Recorded data:
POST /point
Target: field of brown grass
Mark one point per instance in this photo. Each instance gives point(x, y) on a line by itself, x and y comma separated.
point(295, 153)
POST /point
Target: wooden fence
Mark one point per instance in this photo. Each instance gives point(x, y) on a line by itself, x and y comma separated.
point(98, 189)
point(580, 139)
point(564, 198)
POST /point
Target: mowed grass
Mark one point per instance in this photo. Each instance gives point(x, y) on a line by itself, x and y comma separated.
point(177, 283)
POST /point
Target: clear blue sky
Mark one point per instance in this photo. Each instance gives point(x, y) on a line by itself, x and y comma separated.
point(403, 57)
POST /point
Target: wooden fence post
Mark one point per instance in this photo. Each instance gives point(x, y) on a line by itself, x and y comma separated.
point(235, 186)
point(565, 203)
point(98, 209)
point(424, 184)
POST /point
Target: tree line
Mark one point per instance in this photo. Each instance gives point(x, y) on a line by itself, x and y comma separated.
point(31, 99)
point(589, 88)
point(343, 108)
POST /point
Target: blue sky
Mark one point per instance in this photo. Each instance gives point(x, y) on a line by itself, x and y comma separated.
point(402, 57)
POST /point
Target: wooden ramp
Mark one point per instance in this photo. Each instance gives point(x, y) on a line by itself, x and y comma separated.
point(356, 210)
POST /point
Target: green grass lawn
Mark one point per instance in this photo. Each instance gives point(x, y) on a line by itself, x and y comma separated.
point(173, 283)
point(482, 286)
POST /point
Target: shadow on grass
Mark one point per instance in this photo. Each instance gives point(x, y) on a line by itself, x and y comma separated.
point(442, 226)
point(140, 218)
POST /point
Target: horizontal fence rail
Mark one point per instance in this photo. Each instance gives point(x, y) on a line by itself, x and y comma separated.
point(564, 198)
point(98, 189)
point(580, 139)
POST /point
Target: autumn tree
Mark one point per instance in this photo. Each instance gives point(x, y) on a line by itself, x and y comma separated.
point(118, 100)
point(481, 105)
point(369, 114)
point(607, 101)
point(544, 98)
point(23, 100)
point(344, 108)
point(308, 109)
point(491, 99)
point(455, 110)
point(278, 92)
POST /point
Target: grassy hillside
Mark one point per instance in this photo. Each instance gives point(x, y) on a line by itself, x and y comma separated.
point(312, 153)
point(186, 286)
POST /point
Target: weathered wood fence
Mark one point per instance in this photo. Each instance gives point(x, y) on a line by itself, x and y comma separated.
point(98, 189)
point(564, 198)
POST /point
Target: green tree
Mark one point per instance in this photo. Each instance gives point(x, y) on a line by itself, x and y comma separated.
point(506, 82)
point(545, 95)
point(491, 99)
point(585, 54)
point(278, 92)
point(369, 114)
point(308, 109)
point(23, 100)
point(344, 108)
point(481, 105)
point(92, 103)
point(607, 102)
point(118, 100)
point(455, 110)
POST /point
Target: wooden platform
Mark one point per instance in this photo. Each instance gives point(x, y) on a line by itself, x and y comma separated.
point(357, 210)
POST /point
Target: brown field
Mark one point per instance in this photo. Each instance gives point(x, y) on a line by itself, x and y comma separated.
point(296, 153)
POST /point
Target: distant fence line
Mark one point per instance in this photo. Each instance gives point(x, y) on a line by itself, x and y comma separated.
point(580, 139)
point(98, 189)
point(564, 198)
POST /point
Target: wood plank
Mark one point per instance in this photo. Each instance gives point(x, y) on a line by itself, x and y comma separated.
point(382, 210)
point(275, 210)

--

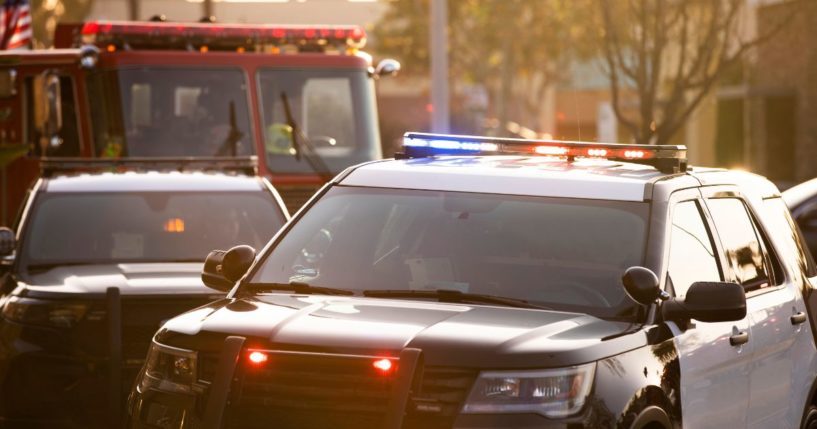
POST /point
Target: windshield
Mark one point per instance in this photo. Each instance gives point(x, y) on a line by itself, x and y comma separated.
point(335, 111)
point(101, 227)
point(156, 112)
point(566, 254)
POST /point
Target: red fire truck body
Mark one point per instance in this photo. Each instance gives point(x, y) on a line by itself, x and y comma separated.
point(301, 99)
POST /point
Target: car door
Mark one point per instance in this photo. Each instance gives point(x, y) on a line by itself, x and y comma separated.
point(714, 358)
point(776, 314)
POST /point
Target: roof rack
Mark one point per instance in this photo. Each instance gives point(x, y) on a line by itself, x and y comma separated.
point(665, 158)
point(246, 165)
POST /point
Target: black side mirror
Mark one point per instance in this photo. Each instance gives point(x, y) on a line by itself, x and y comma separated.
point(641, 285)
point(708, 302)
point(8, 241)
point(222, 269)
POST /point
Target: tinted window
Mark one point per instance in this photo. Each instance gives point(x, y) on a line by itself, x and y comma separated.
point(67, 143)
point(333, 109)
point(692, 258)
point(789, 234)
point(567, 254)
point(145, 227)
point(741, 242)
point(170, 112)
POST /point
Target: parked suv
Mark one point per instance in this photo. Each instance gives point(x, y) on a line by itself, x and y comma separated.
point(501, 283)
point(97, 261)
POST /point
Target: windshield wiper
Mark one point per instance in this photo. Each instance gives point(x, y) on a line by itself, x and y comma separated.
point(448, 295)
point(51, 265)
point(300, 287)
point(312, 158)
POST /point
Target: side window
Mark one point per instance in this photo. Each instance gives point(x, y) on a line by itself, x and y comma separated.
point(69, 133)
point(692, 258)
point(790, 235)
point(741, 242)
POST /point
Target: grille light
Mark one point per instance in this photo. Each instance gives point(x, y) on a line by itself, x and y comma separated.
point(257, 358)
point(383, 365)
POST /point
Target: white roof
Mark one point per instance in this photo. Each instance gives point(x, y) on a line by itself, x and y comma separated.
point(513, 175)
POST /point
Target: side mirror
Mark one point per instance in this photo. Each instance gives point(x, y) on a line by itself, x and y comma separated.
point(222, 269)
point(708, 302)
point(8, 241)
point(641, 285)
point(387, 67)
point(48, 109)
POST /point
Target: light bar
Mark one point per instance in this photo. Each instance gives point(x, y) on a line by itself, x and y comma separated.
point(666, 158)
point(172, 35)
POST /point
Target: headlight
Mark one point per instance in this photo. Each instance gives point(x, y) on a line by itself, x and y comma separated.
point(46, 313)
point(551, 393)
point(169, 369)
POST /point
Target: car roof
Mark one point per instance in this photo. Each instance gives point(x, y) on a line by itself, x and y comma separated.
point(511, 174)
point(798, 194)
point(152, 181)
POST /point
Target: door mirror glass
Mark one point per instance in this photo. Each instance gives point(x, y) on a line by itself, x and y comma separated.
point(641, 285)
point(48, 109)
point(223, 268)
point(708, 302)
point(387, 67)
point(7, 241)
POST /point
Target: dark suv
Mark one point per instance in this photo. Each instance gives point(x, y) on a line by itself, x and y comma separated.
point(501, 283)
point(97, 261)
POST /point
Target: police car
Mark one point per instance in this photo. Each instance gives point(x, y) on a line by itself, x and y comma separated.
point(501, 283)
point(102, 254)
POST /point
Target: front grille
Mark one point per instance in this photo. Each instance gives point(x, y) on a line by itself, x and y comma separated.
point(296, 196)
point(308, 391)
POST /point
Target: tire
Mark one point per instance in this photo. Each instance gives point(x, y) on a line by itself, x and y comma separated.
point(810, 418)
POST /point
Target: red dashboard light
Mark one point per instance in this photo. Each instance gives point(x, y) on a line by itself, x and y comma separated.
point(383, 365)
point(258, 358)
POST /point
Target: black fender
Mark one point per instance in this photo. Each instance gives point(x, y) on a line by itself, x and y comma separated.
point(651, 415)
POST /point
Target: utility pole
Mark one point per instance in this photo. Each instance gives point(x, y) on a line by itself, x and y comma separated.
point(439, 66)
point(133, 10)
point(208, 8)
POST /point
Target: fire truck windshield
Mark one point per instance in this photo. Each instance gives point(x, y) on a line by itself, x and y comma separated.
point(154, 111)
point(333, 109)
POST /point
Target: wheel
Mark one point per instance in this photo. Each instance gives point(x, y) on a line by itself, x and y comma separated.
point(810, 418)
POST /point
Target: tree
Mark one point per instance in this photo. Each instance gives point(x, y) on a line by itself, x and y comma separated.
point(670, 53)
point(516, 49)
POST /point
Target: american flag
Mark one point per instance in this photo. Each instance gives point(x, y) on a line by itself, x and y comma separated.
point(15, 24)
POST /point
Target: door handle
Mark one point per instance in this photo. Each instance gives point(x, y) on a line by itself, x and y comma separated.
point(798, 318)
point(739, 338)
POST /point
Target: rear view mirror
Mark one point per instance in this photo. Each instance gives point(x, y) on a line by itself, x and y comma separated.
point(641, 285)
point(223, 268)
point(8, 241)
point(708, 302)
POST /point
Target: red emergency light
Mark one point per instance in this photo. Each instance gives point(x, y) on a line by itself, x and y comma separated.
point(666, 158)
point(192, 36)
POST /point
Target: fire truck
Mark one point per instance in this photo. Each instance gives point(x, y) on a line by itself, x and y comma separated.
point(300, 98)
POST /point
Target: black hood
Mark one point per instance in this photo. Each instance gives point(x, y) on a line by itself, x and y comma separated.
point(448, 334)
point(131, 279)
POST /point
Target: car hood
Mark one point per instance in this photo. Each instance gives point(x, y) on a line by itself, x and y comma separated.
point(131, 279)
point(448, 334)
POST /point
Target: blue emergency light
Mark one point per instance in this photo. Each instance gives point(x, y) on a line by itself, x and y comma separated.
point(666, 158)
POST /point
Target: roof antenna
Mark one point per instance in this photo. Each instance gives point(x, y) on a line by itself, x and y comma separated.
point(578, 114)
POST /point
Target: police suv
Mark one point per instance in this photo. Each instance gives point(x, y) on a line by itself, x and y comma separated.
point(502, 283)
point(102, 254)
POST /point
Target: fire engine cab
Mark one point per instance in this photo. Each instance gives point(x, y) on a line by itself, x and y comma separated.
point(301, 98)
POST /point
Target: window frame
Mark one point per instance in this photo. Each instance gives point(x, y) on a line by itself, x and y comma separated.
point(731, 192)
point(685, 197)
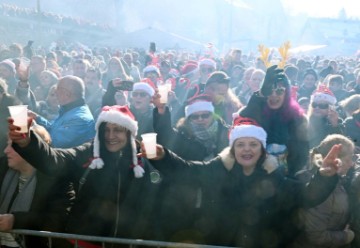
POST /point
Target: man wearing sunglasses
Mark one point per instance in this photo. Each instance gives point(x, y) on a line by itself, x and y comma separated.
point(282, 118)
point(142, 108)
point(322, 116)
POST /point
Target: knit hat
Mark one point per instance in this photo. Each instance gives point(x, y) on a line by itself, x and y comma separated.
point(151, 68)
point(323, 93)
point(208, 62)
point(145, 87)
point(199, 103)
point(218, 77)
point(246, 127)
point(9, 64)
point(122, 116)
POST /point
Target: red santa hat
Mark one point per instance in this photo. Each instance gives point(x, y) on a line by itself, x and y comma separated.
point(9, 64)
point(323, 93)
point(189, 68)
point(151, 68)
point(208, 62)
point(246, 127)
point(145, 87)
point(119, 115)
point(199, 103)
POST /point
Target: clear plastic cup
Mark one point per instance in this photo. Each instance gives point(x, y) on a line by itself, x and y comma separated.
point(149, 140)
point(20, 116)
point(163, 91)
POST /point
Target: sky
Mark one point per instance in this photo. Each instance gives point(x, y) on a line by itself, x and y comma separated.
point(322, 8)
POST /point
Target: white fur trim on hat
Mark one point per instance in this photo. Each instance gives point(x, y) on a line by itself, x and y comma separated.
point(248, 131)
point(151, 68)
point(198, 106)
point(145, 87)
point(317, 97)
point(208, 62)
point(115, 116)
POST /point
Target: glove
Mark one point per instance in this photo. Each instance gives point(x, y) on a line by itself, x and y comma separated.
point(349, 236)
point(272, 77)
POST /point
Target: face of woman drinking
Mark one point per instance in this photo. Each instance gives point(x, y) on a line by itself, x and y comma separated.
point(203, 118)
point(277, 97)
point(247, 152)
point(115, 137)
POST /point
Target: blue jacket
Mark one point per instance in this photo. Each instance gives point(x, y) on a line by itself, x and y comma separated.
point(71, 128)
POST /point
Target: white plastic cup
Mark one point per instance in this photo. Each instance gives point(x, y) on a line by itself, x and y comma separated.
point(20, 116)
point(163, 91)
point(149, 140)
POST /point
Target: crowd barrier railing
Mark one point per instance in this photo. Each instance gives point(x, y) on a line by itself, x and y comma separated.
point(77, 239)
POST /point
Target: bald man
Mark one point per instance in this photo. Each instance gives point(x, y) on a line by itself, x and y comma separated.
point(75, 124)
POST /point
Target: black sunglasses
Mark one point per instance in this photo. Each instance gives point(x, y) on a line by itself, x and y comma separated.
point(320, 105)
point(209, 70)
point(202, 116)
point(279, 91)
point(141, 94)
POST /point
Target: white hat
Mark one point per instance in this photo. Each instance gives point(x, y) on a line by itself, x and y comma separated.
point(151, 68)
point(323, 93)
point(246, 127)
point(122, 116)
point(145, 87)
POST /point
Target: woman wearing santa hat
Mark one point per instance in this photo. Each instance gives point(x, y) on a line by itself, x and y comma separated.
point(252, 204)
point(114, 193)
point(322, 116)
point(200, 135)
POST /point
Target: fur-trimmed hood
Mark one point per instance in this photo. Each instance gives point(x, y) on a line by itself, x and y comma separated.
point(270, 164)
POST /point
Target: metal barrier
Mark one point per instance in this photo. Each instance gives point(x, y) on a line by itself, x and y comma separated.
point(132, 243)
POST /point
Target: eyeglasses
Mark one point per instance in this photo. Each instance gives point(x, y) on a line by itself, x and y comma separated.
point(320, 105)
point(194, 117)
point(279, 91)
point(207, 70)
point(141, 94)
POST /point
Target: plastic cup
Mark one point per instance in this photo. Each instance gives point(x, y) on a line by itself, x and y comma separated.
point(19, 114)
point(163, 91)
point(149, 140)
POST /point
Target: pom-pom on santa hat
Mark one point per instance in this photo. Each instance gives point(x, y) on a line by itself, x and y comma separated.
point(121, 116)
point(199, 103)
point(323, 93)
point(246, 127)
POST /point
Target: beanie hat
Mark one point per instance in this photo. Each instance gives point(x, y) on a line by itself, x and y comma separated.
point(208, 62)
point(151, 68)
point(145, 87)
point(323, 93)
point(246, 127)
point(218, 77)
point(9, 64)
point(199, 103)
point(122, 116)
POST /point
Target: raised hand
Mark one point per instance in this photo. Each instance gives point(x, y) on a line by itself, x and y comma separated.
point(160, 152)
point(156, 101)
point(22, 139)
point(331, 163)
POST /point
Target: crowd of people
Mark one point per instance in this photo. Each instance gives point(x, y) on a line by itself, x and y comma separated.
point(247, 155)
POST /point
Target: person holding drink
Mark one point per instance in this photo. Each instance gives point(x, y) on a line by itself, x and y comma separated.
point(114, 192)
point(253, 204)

* [Exercise objective]
Scan the data for the word "crowd" and copy every line where it shows up.

* [Answer to this exercise]
Target: crowd barrier railing
Target: crowd of people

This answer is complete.